Dataset entries:
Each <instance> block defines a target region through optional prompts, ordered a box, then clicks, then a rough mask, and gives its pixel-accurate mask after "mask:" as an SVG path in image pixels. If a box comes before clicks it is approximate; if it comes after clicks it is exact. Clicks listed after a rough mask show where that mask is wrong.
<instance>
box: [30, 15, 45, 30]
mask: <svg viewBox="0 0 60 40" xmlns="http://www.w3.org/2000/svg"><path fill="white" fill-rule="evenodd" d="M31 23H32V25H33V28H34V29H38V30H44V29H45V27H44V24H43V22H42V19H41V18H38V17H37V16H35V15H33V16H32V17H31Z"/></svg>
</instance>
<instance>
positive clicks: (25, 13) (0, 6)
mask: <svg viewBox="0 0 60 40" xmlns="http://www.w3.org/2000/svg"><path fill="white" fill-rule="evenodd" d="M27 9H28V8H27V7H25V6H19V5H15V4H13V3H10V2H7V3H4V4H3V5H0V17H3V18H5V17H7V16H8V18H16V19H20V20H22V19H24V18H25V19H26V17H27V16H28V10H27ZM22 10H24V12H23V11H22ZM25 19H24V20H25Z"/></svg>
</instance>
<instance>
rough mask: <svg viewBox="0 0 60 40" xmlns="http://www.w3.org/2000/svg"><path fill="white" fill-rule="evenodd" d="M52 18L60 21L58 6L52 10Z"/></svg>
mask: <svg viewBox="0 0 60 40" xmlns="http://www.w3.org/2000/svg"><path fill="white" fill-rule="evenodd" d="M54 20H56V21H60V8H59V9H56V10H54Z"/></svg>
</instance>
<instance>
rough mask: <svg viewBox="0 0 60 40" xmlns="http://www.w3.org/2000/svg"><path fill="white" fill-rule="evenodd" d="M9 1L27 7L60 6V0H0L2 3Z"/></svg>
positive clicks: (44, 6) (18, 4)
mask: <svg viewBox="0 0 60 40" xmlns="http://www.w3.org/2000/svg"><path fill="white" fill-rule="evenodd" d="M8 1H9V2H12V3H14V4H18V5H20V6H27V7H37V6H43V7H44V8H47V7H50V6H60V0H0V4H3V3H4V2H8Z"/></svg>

Problem to solve: How many lines in the rows contain the string "clicks"? Reply with the number alone.

Exercise answer: 3